THE TASK: Can you write out the listing below again with "x-y coordinates" substituted for every "pixel coordinates", changing nothing else and leaving the pictures out?

%%

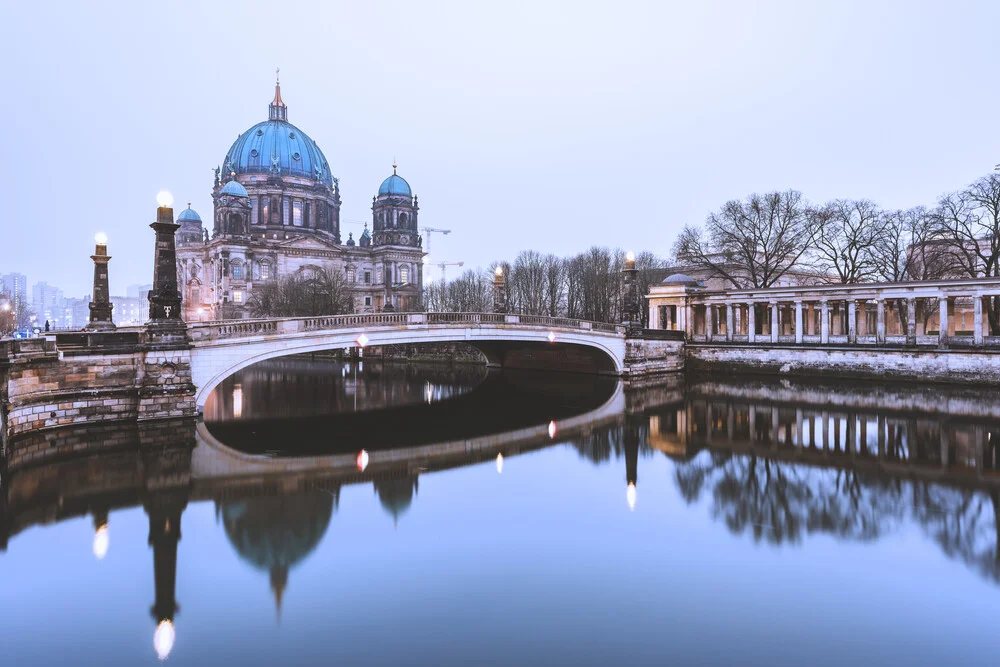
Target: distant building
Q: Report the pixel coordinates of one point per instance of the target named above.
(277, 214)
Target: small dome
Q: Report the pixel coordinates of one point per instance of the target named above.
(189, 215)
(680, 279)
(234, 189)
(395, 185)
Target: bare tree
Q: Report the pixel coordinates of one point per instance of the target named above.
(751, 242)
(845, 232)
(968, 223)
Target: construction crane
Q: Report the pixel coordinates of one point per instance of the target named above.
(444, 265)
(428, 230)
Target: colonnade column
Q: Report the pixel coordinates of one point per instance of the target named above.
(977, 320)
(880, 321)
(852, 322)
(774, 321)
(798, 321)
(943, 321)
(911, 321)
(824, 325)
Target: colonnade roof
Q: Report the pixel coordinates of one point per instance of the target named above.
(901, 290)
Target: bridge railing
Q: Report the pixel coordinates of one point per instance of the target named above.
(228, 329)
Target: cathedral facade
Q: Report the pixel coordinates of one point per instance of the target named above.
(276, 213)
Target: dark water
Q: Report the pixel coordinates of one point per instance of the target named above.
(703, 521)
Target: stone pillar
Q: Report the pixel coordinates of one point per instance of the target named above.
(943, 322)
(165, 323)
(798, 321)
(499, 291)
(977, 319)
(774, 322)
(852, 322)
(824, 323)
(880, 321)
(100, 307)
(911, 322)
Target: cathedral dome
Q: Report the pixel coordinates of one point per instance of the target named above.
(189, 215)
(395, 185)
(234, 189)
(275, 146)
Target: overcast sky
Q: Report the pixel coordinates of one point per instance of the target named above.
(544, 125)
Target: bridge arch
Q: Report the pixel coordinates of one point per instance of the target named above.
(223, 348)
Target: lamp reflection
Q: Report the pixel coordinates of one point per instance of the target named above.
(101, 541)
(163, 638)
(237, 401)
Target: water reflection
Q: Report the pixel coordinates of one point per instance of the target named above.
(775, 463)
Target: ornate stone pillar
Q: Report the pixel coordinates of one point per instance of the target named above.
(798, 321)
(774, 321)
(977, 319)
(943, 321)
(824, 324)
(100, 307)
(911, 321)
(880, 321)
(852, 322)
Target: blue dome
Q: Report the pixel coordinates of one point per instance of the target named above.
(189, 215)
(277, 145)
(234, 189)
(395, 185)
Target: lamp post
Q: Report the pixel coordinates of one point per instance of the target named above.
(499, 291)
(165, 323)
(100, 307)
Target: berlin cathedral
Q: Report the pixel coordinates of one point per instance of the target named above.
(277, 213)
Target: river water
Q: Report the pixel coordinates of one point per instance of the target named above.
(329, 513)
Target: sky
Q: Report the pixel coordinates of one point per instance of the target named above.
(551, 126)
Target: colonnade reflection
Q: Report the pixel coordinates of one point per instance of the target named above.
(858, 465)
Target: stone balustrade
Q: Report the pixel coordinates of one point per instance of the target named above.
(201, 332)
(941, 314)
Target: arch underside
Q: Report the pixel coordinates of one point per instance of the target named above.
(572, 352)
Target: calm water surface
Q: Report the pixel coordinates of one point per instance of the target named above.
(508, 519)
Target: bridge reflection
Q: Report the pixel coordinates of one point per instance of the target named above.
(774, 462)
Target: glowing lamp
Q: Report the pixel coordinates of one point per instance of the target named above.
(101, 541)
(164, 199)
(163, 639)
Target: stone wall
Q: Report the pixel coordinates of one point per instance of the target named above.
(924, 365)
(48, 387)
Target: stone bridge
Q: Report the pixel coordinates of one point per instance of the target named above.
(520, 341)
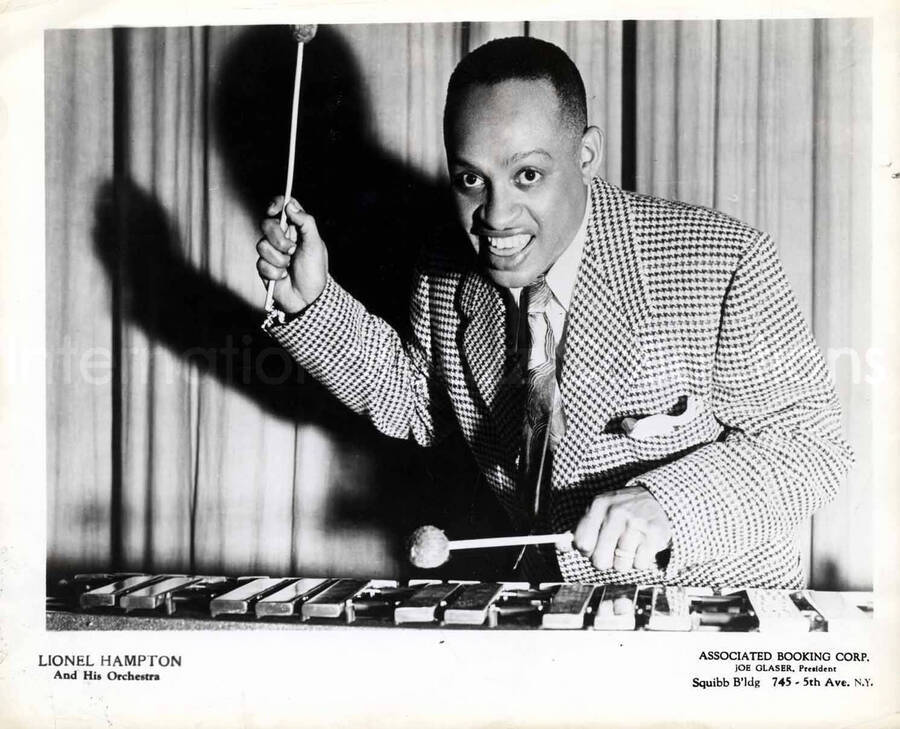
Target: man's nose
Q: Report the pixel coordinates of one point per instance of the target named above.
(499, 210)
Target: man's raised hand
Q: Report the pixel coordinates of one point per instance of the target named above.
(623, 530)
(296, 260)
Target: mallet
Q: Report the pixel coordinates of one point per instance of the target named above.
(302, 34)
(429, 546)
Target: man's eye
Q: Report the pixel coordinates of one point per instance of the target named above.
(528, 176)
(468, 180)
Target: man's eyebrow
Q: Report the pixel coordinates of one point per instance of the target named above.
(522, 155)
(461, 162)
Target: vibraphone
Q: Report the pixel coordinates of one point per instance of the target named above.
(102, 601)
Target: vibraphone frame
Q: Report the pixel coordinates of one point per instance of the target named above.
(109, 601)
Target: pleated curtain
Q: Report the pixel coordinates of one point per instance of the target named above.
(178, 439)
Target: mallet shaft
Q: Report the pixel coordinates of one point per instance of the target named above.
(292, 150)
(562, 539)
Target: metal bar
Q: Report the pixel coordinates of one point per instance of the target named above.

%%

COMPLETED EXERCISE:
Target: distant building
Q: Report the x-y coordinates of one point per instance of the target named above.
(277, 214)
Target: small dome
Q: Report the x-y coordinates of one point per instance of the target named above.
(189, 215)
(680, 279)
(234, 189)
(395, 185)
Target: bare tree
Q: Report the x-y coordinates of one point per instance of the target named above.
(751, 242)
(845, 232)
(968, 223)
Target: construction crane
Q: Report the x-y coordinates of one point per instance of the target named above.
(444, 265)
(428, 230)
Target: colonnade column
Q: Report the x-y coordinates of one point per instance of the target named above.
(977, 320)
(880, 321)
(852, 322)
(774, 321)
(798, 321)
(943, 321)
(911, 321)
(824, 325)
Target: colonnade roof
Q: Report the x-y coordinates of one point per instance of the target named above.
(901, 290)
Target: bridge railing
Q: Report the x-y coordinates of one point per instance of the target named above.
(228, 329)
Target: cathedral facade
Q: Report the x-y coordinates of one point per instance of the target named above.
(276, 213)
Target: dark water
Q: Report the x-y coordinates of one point per instance of the target named above.
(703, 521)
Target: stone pillar
Q: Report the x-y coordinates of one point per instance of the target named above.
(943, 322)
(165, 323)
(798, 321)
(499, 291)
(977, 319)
(774, 322)
(852, 322)
(824, 323)
(880, 321)
(100, 307)
(911, 322)
Target: cathedral dome
Q: Report the x-y coordinates of one point per instance of the target named above.
(189, 215)
(395, 185)
(234, 189)
(275, 146)
Target: overcast sky
Q: Report the x-y coordinates of one point per instance of the target named above.
(544, 125)
Target: bridge arch
Q: Report the x-y coordinates of one point per instance of the target named above.
(223, 348)
Target: lamp reflection
Q: Report the x-y coordinates of one point per instance of the target named above.
(101, 541)
(163, 638)
(237, 401)
Target: water reflection
Q: Report the x-y coordinates of one point per instance of the target named above.
(775, 463)
Target: ornate stone pillar
Q: Report the x-y coordinates of one point per instance of the target named above.
(798, 321)
(774, 321)
(977, 319)
(943, 321)
(824, 324)
(100, 307)
(911, 321)
(880, 321)
(852, 322)
Target: blue dome
Q: Report the x-y coordinates of one point per instance of the target named above.
(189, 215)
(277, 145)
(234, 189)
(395, 185)
Target: lamp post
Q: Report the x-y coordinates of one point per instance of the target named above.
(499, 291)
(165, 323)
(100, 307)
Target: berlin cathedral
Q: Report the x-y coordinates of one point per instance of the target named above.
(277, 213)
Target: river water
Q: Report the x-y coordinates of one point per instance of the target named above.
(329, 513)
Target: sky
Q: Report the x-y coordinates of one point per instance of the target named above.
(551, 126)
Target: colonnade reflection
Q: Report the x-y coordinates of one point per instance of the target named above.
(858, 465)
Target: stone balustrade
Q: Report the x-y coordinates of one point per instance of the target named above.
(201, 332)
(941, 314)
Target: arch underside
Q: Report the x-y coordinates of one point per instance of the target named above.
(572, 352)
Target: calm water surface
Q: Report the x-y coordinates of one point per instance of the target named above.
(508, 519)
Target: bridge reflection
Q: Report the x-y coordinates of one point per instance of the target named above.
(774, 462)
Target: glowing lamp
Q: Report the x-y coordinates of one point per instance of the target named above.
(101, 541)
(164, 199)
(163, 639)
Target: stone wall
Q: Report the x-y coordinates of one point per instance of the target named above.
(924, 365)
(48, 387)
Target: stone bridge
Q: Report the x-y coordinates of one point per instance of the target named above.
(520, 341)
Target: man's nose
Q: Report the x-y coordinates of one point per instance of the target named above.
(499, 210)
Target: man's raised hand
Q: Report the x-y coordinates of one point per instance of the target named above.
(623, 530)
(296, 260)
Target: mallet
Q: Report the x-y coordinates of one point per instance of the target named above.
(302, 34)
(429, 546)
Target: man's eye
Q: Report the x-y coordinates of one point per instance of the target named above.
(528, 176)
(468, 180)
Target: man's eyebrow
Q: Report the x-y coordinates of one point per instance of the target named above.
(522, 155)
(461, 162)
Target: vibraphone
Q: Report the x-y coordinates of one point per instance of the target named above.
(102, 601)
Target: vibraphone frame
Q: Report the x-y coordinates of one point per instance of the target named above.
(109, 601)
Target: pleated curtain
Q: Report the x-y coordinates of one point per instance of the target named above.
(178, 439)
Target: mallet shaft
Q: Report the x-y coordinates of one point per instance of the target named above.
(292, 150)
(562, 539)
Target: metal bar
Q: Report the x-y coordinates of one point per instance of the target named above.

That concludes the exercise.